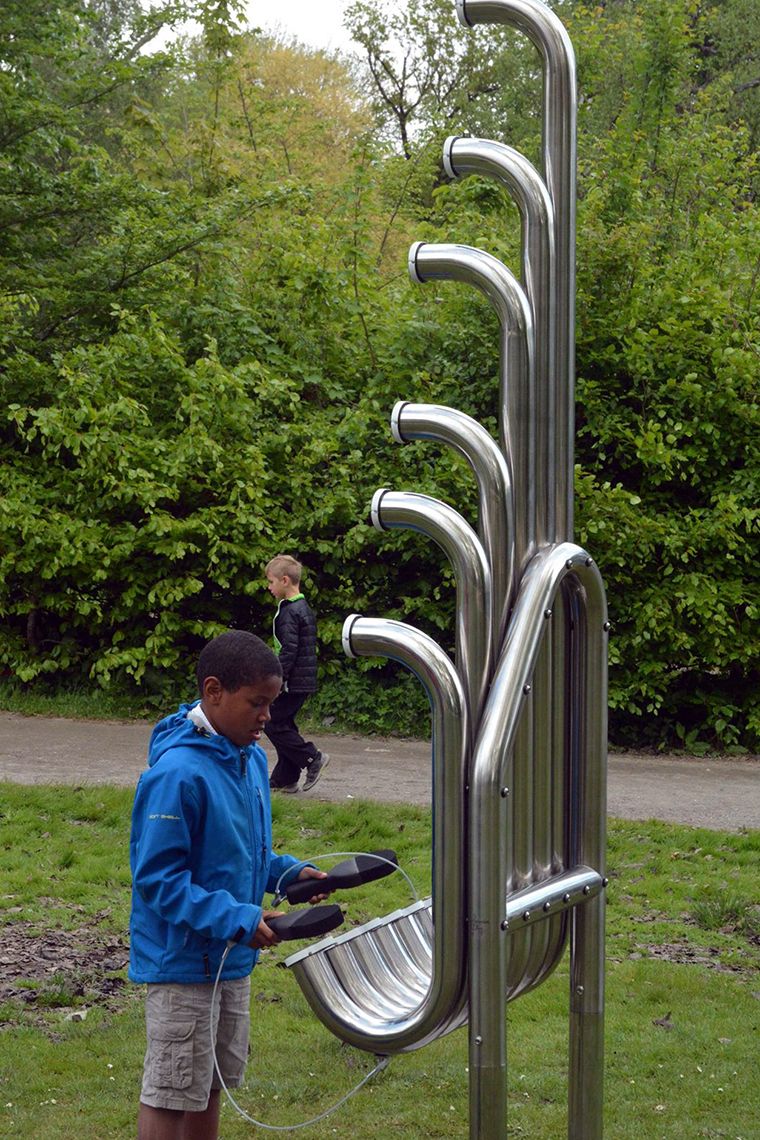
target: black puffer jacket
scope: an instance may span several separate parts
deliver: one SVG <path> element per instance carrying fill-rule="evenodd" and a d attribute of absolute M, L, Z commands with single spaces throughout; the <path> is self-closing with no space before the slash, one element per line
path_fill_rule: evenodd
<path fill-rule="evenodd" d="M 273 626 L 282 679 L 289 693 L 317 691 L 317 621 L 306 598 L 283 598 Z"/>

**Directions for this task:** If pictures appear in the data, omit them and copy all other parts exactly.

**Completed task:**
target: black puffer jacket
scope: an instance may span several separate parts
deliver: one SVG <path> element per instance carrying fill-rule="evenodd" and a d attribute of absolute M, L, Z commands with single spaces throughout; the <path> is self-closing with no space before the slash, one element per line
path_fill_rule: evenodd
<path fill-rule="evenodd" d="M 273 626 L 282 679 L 289 693 L 317 691 L 317 621 L 306 598 L 283 598 Z"/>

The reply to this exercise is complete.